[SUPPLIED TEXT]
-=-=-
Avaaz.org is an international organization which mounts civil pressure for causes regarded by its leadership as good. Some of them are good indeed, such as the no-fly zone in Libya. However, as often happens with activists, they also advocate things that anyone of the meanest understanding would call foolish at best. See what I found in my Inbox today:
"EU: 3 days to save herbal medicine!
In 3 days, a new EU directive will ban much of herbal medicine, denying us safe remedies and feeding the profits of big pharma. Let's raise a massive outcry to push the Commission to fix the Directive, and our national governments to refuse to implement it. Let's get to 1 million voices to save herbal medicine:
In 3 days, the EU will ban much of herbal medicine, pressing more of us to take pharmaceutical drugs that drive the profits of big Pharma.
The EU Directive erects high barriers to any herbal remedy that hasn't been on the market for 30 years -- including virtually all Chinese, Ayurvedic, and African traditional medicine. It's a draconian move that helps drug companies and ignores thousands of years of medical knowledge...
It's hard to believe, but if a child is sick, and there is a safe and natural herbal remedy for that illness, it may be impossible to find that remedy.
On May 1st the Directive will create major barriers to manufactured herbal remedies, requiring enormous costs, years of effort, and endless expert processes to get each and every product approved. Pharmaceutical companies have the resources to jump through these hoops but hundreds of small- and medium-sized herbal medicine businesses, across Europe and worldwide, will go bust...
There are arguments for better regulation of natural medicine, but this draconian directive harms the ability of Europeans to make safe and healthy choices. Let's stand up for our health, and our right to choose safe herbal medicine."
I am omitting the lines directing the reader to the online petition. If you want to sign it, you can easily find it by a Web search.
I have bashed the EU bureaucracy on numeral occasions on this blog and elsewhere, but I support it whole-heartedly in this case. It is high time to stand for evidence-based medicine and to ban all snake oils being sold us under the label of "traditional medicine" in pharmacies. There is no such thing as "thousands of years of medical knowledge" - the threshold when medical knowledge advanced enough to bring more good than harm is probably the turn of the 20th century, and it was passed only in the West. If someone thinks that a particular "traditional" remedy works for a certain condition, he has to prove his case to the appropriate drug administration, as with any other proposed remedy. I do not care that the "small and medium-sized herbal medicine businesses" may not have the resources for this, and I do not think their lack of resources is an excuse to let them sell whatever snake oil they wish without proving its efficacy and even safety. If they cannot do their business properly, let them file for bankruptcy, the sooner the better. And please, if you want me to hate Big Pharma which has saved my life more than once, give me at least one rational reason why Big Pharma must be hated, except that it works for profit (as if the snake oil salesmen work pro bono publico).
-=-=-
(Image point grounding data)
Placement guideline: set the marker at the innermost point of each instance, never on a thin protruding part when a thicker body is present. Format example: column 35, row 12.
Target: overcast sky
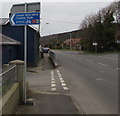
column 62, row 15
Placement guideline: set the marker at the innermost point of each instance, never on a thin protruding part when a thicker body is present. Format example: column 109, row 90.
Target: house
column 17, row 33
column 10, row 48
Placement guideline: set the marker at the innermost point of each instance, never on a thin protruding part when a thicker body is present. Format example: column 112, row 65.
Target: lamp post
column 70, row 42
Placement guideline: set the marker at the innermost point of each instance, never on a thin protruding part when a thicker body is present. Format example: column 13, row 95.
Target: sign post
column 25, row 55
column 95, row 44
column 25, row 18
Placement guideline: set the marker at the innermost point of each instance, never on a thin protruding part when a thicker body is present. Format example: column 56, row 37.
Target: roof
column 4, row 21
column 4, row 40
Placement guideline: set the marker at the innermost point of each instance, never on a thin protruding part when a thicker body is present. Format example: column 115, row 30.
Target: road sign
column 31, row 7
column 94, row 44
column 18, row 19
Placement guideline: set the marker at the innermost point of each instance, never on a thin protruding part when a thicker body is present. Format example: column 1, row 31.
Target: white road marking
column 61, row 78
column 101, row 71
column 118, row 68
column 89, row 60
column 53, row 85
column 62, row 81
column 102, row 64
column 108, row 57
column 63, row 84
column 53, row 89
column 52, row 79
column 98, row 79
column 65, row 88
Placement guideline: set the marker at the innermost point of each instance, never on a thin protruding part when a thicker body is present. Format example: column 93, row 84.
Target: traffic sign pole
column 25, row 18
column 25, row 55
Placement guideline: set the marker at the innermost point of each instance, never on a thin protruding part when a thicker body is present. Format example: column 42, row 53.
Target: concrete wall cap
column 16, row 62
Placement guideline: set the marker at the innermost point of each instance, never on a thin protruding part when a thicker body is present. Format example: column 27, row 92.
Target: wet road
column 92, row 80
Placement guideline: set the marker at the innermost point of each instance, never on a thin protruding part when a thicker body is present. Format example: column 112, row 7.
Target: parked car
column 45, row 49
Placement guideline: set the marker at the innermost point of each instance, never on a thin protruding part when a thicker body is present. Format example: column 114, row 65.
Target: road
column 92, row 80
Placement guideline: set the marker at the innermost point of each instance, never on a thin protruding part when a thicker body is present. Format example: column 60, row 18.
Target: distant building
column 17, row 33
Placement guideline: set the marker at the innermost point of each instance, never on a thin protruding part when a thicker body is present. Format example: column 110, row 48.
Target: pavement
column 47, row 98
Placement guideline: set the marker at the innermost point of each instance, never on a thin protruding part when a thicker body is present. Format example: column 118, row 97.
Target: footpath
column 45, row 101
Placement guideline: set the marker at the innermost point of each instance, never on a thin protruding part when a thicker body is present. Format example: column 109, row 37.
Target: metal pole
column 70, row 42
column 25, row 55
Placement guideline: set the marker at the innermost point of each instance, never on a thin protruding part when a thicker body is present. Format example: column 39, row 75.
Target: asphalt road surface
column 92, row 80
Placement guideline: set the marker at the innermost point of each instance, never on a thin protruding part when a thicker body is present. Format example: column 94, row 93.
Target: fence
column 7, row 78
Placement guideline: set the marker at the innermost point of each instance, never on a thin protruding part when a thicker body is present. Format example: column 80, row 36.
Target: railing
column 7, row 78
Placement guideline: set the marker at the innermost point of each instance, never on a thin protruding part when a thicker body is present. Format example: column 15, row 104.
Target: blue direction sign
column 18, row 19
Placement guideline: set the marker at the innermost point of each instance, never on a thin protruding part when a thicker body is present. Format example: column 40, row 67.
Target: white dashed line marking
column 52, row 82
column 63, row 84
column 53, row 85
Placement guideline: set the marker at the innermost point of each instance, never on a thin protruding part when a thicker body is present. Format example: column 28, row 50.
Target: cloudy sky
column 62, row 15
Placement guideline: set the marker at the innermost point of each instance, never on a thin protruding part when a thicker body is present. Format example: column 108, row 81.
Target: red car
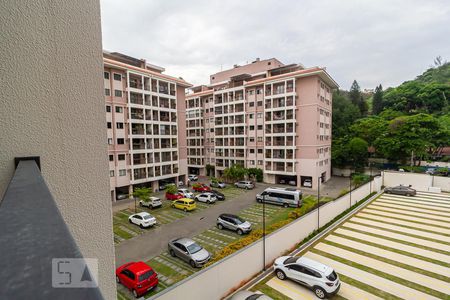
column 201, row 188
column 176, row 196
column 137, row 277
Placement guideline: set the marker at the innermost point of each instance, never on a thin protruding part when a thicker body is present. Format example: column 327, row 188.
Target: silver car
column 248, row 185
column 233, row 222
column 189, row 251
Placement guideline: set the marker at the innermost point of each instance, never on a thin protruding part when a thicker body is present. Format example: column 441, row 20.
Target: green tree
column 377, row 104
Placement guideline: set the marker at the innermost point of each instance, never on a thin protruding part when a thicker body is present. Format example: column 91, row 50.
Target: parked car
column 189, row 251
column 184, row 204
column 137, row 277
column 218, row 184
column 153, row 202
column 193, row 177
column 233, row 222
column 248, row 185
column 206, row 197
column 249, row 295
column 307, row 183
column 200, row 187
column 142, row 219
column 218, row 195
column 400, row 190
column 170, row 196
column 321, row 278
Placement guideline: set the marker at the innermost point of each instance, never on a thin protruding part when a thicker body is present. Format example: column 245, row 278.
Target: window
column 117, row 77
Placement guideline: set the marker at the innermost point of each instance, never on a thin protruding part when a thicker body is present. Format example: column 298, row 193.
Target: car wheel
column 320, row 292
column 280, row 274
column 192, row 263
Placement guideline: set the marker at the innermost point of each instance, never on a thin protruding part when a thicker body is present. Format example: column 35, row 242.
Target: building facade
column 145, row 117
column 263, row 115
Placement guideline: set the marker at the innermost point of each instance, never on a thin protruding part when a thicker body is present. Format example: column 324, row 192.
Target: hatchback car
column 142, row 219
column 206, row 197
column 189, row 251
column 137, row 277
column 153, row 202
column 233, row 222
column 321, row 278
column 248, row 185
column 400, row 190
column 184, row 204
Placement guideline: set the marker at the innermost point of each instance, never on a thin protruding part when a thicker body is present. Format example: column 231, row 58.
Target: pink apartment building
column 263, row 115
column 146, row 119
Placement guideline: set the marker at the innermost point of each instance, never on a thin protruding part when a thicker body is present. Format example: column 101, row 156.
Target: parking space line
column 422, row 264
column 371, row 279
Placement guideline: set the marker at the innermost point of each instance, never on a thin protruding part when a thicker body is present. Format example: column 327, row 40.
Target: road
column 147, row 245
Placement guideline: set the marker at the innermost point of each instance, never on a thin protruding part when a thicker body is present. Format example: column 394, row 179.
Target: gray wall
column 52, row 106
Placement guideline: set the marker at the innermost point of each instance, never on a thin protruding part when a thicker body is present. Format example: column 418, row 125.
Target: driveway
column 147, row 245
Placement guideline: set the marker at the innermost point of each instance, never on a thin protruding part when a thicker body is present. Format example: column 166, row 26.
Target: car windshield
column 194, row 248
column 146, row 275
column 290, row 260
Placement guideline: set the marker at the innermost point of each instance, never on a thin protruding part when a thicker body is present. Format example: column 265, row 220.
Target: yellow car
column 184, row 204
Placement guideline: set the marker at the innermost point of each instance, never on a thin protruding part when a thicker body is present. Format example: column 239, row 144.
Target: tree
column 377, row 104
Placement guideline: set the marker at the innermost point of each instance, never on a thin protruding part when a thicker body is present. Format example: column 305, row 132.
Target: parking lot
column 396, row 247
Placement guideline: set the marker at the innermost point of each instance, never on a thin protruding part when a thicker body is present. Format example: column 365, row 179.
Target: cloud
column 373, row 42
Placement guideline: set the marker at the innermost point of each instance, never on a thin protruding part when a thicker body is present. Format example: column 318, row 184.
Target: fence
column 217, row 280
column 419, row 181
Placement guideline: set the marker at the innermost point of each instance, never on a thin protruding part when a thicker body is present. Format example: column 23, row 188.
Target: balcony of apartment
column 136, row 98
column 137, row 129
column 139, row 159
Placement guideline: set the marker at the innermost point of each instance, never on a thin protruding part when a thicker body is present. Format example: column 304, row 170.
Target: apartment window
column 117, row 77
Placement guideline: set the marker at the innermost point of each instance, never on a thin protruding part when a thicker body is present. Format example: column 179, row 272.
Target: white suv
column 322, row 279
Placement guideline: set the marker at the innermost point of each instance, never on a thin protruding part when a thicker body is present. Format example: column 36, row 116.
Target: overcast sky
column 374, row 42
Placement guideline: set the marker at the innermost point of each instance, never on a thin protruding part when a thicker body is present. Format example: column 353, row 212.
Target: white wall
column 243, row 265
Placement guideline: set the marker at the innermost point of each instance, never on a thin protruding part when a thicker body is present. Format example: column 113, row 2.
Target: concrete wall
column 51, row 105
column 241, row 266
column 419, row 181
-=-=-
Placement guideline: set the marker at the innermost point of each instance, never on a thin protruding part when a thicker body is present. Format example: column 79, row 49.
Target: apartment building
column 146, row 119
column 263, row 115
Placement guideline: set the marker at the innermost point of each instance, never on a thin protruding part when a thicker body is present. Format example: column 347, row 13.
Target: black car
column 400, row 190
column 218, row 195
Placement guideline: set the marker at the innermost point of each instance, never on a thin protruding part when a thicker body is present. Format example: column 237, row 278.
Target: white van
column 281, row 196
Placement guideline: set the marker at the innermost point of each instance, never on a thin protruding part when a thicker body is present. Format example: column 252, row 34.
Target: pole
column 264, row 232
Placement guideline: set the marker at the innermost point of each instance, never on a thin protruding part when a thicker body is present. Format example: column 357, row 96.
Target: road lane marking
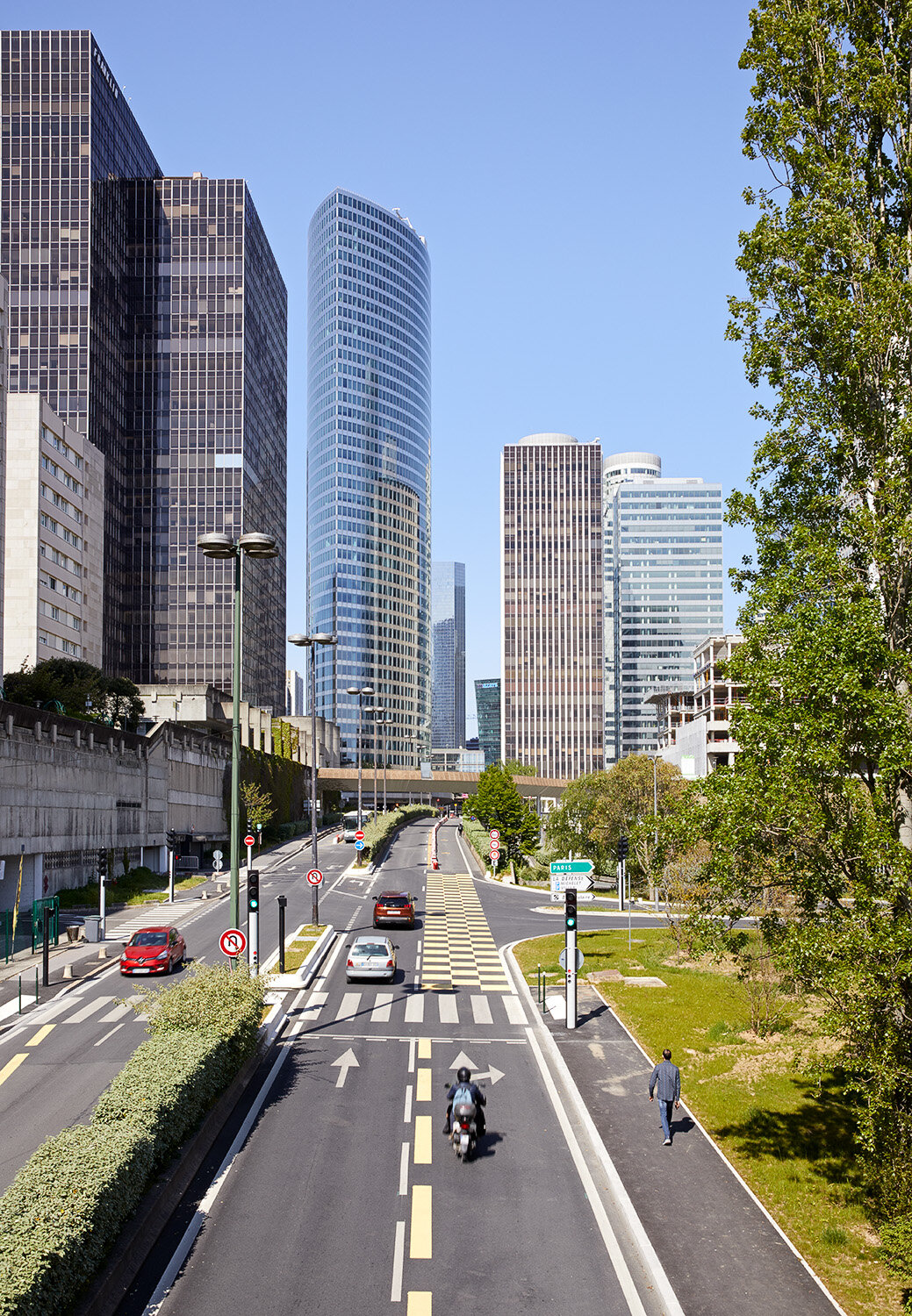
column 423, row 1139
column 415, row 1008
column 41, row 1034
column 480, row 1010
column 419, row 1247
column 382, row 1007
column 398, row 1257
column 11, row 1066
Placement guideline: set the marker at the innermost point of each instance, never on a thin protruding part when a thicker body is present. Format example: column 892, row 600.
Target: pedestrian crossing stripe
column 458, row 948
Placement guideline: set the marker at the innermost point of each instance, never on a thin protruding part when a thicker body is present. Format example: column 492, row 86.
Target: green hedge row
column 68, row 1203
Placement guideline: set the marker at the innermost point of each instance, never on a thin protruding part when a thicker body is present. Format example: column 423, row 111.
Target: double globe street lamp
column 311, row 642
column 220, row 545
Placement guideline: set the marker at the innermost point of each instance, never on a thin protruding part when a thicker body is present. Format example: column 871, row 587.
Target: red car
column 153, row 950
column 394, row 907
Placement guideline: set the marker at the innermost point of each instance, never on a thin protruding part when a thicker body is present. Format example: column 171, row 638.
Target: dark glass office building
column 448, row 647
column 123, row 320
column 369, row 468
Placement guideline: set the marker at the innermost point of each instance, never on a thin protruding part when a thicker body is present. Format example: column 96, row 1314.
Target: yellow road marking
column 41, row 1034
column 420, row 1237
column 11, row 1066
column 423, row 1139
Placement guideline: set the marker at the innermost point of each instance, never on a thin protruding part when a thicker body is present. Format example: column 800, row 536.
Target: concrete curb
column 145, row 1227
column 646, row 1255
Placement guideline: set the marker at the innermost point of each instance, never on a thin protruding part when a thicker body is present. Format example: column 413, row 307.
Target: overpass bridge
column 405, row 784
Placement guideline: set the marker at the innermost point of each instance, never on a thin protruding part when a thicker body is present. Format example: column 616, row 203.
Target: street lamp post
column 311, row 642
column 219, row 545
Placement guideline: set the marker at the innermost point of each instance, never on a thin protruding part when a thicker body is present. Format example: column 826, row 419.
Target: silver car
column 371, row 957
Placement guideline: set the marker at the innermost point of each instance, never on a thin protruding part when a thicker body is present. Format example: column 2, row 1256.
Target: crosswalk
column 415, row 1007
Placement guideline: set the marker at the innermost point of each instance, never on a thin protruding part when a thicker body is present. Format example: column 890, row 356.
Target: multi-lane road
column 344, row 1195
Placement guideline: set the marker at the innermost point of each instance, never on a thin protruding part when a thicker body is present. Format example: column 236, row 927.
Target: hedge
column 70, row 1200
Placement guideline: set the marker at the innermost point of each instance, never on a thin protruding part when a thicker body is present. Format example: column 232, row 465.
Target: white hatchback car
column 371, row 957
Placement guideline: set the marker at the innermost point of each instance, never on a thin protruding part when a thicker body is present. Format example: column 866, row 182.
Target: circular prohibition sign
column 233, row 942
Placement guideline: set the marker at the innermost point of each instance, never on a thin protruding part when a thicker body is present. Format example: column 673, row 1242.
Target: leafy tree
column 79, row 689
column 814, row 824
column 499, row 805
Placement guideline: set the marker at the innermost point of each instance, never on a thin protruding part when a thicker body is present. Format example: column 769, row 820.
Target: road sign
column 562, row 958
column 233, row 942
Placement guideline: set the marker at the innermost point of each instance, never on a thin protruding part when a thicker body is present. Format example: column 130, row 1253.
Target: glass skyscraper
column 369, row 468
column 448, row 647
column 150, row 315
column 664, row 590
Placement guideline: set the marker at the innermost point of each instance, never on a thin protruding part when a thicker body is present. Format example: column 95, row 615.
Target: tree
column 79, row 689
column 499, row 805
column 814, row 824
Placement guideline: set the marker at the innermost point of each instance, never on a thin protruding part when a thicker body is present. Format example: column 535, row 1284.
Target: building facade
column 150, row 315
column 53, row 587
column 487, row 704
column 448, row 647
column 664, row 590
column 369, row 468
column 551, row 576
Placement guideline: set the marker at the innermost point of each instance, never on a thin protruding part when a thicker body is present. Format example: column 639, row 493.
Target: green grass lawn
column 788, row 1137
-=-=-
[WORK ORDER A]
In the blog post, what reason does the quoted email give for saying hundreds of small- and medium-sized herbal medicine businesses will go bust?
[WORK ORDER B]
Reproduce the blog post's wording between "The EU Directive" and "find that remedy.", inclusive.
You can set the lines aside; none of the work uses them.

[REPLY A]
The Directive will require enormous costs, years of effort, and endless expert processes to get each product approved. Pharmaceutical companies have the resources for this, but those smaller herbal medicine businesses do not.

[REPLY B]
The EU Directive erects high barriers to any herbal remedy that hasn't been on the market for 30 years -- including virtually all Chinese, Ayurvedic, and African traditional medicine. It's a draconian move that helps drug companies and ignores thousands of years of medical knowledge...
It's hard to believe, but if a child is sick, and there is a safe and natural herbal remedy for that illness, it may be impossible to find that remedy.